PROBLEMS TO SOLVE:
1. According to the slash burning guidelines, when are slash piles generally burned?
2. Carry on the slash burning guidelines from the point where they stop.

SELECTED EXTRACT:
══════════
These guidelines are to be used by forest landowners, land managers, and fire department personnel in Larimer County in planning and conducting safe and effective forest slash burning in woodland situations. It cannot guarantee safety from accidents, unforeseen circumstances, changing burning conditions, or negligent actions of the individual(s) burning slash. By following the intent of these guidelines and common sense, the landowner or forest manager can reduce forest slash accumulations, improve the appearance of their forest land, and reduce wildfire risk on their properties.

Definitions

Slash
The accumulation of limbs, tops, and miscellaneous residue left by forest management activities, such as thinning, pruning, and timber harvesting.
Piling and burning
The treatment of slash by piling the limbs and tops into manageable piles. Piles are burned during safe burning conditions, generally during the winter following cutting.
Broadcast burning
The treatment of slash by burning the limbs and tops as they lie on the ground after cutting. The slash must be distributed continuously throughout the burn area to be burned effectively. Burning is generally done during very wet periods or with light snow cover in late fall or early spring.
══════════
GIVEN RECORDS:
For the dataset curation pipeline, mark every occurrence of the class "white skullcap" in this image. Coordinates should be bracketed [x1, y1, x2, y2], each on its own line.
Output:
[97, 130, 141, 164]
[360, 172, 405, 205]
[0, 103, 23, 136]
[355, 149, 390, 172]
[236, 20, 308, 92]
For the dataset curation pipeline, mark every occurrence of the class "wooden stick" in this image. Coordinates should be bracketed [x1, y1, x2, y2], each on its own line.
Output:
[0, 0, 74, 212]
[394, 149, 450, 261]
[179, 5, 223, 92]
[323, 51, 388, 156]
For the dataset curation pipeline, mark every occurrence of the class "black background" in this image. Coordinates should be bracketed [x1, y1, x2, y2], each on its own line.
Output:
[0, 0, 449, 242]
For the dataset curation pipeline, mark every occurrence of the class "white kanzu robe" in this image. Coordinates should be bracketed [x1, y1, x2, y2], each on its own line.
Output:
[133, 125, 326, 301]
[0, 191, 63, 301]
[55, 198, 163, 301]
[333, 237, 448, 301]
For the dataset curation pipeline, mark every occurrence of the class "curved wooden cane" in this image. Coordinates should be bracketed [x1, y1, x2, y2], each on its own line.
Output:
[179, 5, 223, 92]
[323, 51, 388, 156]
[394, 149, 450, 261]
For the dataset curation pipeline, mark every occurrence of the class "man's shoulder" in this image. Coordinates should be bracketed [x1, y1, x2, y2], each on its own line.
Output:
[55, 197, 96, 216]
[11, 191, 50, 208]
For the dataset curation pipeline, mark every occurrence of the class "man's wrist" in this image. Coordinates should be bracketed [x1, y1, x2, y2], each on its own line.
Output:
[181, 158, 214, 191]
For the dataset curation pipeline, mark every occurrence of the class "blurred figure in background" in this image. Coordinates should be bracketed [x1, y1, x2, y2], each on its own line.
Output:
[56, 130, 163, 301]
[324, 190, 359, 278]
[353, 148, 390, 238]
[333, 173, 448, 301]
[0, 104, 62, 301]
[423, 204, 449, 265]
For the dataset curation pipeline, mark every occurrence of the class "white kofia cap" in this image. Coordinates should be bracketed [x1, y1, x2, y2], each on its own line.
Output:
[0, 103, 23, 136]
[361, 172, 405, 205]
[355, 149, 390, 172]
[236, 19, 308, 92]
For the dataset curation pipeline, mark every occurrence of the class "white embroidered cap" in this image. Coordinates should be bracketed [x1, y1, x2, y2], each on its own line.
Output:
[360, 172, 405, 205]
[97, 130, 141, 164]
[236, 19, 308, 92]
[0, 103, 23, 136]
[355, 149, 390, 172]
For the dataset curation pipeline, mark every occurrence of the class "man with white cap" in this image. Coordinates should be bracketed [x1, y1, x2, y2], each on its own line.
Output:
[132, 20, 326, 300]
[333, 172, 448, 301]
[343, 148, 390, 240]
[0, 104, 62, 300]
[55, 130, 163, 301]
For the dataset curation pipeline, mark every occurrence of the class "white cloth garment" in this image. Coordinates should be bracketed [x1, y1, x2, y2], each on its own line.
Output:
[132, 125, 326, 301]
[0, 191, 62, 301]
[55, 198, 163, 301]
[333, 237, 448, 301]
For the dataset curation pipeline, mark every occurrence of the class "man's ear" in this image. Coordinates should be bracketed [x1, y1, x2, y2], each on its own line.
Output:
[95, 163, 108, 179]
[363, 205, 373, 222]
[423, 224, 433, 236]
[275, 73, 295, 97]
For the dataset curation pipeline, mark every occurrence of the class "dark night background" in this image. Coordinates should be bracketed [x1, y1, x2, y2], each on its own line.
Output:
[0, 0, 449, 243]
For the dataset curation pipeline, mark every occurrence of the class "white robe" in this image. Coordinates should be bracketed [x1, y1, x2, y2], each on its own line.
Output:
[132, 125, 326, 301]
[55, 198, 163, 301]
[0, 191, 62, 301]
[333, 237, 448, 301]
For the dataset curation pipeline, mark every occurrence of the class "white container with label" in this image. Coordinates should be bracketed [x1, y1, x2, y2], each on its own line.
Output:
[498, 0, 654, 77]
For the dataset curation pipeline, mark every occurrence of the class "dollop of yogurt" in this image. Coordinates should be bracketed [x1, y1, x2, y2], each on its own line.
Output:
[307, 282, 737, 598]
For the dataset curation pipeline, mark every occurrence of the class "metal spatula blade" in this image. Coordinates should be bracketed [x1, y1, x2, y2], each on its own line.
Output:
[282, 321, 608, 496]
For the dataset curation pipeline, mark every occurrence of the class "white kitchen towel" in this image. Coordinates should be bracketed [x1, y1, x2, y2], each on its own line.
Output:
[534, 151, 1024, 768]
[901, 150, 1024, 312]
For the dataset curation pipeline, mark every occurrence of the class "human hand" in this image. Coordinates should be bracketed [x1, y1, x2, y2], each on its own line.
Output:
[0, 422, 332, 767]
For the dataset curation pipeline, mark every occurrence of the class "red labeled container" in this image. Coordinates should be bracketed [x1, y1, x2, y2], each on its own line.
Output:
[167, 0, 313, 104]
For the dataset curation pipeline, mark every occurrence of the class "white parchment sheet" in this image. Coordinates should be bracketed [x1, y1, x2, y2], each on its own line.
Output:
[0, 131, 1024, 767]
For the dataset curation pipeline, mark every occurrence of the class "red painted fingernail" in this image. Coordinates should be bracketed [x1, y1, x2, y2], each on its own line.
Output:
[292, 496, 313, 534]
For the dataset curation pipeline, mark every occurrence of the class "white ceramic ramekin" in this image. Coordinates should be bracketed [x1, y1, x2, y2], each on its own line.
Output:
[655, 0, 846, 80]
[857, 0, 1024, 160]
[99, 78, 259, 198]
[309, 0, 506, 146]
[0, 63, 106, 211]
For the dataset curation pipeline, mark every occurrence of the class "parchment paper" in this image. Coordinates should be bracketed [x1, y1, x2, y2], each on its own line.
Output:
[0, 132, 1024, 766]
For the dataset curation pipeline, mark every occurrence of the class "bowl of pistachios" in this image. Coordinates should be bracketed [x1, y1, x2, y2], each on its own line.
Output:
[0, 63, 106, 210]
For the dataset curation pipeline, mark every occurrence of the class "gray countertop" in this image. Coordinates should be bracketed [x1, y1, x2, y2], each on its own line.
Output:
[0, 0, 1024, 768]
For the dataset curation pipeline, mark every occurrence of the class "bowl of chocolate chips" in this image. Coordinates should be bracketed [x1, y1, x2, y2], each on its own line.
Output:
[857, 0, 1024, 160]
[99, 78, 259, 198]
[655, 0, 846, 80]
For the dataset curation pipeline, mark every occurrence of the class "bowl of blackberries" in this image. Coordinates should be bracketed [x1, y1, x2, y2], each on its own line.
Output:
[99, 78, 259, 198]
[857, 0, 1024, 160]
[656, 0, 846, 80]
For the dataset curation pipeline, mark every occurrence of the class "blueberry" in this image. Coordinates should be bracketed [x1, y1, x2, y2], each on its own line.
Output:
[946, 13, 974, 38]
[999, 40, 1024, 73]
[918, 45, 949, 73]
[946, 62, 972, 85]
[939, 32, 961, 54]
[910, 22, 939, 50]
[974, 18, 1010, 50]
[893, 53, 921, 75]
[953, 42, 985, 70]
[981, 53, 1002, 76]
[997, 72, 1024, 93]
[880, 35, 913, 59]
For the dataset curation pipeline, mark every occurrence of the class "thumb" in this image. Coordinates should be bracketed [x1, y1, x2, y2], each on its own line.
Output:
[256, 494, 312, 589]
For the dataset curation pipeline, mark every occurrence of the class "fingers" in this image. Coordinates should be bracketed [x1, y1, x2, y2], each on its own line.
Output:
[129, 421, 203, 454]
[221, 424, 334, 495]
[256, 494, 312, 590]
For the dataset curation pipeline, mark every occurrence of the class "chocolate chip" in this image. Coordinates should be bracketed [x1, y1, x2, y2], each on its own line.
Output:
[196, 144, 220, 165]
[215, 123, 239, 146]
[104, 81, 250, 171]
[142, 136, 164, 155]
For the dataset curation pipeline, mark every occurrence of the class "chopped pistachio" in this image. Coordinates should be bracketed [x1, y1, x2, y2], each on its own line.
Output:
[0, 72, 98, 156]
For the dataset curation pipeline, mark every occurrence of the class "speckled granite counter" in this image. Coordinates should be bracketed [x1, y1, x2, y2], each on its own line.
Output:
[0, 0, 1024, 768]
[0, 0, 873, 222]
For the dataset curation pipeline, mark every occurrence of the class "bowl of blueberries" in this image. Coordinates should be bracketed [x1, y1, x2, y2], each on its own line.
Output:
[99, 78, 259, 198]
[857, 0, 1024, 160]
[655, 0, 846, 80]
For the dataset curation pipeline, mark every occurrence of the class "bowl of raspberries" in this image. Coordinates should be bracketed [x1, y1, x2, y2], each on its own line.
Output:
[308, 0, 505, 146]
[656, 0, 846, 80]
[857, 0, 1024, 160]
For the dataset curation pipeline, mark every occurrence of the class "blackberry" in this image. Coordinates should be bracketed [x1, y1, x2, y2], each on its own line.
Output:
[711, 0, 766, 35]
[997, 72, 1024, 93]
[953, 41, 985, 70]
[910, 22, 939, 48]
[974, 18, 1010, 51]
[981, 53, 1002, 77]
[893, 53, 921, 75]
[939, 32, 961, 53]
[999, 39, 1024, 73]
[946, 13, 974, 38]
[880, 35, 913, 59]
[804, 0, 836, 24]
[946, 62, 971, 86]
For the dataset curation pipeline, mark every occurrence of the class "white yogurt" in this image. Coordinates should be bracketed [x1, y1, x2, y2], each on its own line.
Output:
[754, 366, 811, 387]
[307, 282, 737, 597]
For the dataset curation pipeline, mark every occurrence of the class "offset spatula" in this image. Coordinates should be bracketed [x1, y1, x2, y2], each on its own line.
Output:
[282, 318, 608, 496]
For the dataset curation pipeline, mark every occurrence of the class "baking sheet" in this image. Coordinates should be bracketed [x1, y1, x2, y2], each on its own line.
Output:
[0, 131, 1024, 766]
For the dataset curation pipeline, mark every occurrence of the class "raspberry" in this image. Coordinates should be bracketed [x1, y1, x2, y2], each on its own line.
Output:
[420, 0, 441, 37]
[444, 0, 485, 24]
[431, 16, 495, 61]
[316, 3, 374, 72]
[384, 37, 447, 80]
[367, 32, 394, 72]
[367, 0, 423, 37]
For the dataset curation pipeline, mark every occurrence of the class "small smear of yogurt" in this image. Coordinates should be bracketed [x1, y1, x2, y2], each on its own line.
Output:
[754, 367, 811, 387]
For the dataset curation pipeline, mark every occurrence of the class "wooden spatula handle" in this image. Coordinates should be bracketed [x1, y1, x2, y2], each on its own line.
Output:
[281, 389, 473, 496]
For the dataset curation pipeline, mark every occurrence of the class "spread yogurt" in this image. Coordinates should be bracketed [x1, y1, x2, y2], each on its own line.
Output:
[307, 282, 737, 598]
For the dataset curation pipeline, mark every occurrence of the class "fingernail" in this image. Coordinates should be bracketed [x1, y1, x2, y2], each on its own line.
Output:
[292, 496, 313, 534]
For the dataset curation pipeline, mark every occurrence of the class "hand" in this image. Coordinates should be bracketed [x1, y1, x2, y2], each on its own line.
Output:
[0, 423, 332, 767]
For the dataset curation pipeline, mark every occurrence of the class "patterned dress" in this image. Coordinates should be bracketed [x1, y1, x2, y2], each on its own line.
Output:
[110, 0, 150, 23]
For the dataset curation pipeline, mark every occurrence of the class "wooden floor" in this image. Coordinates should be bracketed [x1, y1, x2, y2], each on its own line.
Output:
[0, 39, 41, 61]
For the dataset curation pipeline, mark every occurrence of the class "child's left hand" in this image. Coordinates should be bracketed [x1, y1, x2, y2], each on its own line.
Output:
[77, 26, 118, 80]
══════════
RESPONSES IN ORDER:
1. During safe burning conditions, generally during the winter following cutting.

2.
Mop-up
The final check of the burned slash to identify and extinguish still burning coals or materials. Extinguishment is usually accomplished by covering and mixing snow, water, or soil with the burning fuels.

Construction Of Piles

Pile slash immediately after cutting (while still green), and before winter snowfall. Remove all wood products such as firewood prior to piling. Pile branches and tops with the butt ends towards the outside of the pile, and overlapping so as to form a series of dense layers piled upon each other. Use a mixture of sizes and fuels throughout the pile. This prevents snow from filtering into the pile and extinguishing the fire while it is starting. Piles should be approximately 8 feet across in diameter and 6 feet in height, again to prevent drifting snow from entering the pile. Piles should be kept compact, with no long extensions, to reduce snow filtration and improve ignition. Do not place large stumps and sections of logs in the piles, as they will burn for extended periods and will frequently need to be mopped-up.

Do not include garbage or debris in the pile. Locate piles in meadows, rock outcrops, or openings in forest stands. Do not pile slash over stumps where possible, as these areas will also need to be mopped-up. Piles may be situated within forest stands, if they are at least 5 feet away from adjacent tree trunks and tree crowns do not hang over the piles.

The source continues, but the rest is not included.